__TASK TO COMPLETE__:
Convert each line of the data below into a JSON list of strings with one string per line, leaving out any blank lines.

******

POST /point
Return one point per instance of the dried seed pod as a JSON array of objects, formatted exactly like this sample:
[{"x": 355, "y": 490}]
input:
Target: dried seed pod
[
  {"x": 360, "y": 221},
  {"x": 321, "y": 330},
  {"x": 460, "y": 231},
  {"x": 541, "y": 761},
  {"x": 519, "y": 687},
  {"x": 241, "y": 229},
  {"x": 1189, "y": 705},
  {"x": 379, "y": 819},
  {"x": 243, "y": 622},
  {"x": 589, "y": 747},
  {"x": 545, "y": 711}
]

******

__RESULT OF THE TASK__:
[
  "POST /point",
  "Return one point per instance of the dried seed pod as a JSON array of objects, formatted exactly like this sample:",
  "[{\"x\": 355, \"y\": 490}]",
  "input:",
  "Target: dried seed pod",
  "[",
  "  {\"x\": 360, \"y\": 221},",
  "  {\"x\": 321, \"y\": 330},",
  "  {\"x\": 460, \"y\": 231},",
  "  {\"x\": 541, \"y\": 761},",
  "  {\"x\": 519, \"y\": 687},",
  "  {\"x\": 241, \"y\": 229},",
  "  {\"x\": 1189, \"y\": 705},",
  "  {\"x\": 379, \"y\": 819},",
  "  {\"x\": 243, \"y\": 622},",
  "  {\"x\": 589, \"y\": 747},",
  "  {\"x\": 545, \"y\": 711}",
  "]"
]